What needs to be done:
Copy out every row below word for word, omitting the pictures.

Material for the task:
········
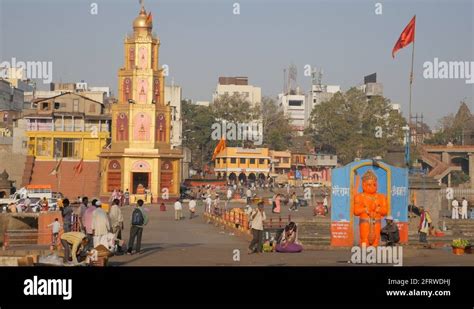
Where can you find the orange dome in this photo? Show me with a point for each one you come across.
(142, 21)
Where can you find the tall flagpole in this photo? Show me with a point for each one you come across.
(410, 101)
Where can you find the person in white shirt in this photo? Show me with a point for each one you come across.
(208, 203)
(256, 223)
(249, 196)
(192, 207)
(229, 197)
(178, 210)
(325, 204)
(116, 219)
(455, 209)
(100, 225)
(216, 204)
(56, 226)
(464, 208)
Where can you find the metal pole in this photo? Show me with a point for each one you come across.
········
Output of the exercise:
Where can you find the orange dome in this photo? Show me with a point for each one you come across.
(142, 21)
Where can you find the tall flagpole in this photo? Show me with a point for each one you come across.
(410, 101)
Where can you find the person in white shirt in this photo? Show me with a point for each one you come across.
(208, 203)
(256, 223)
(249, 196)
(192, 207)
(229, 197)
(178, 210)
(325, 204)
(116, 219)
(455, 209)
(100, 225)
(216, 204)
(56, 226)
(464, 208)
Where can you find the metal pole in this photo? Show me with a point for each one you come across.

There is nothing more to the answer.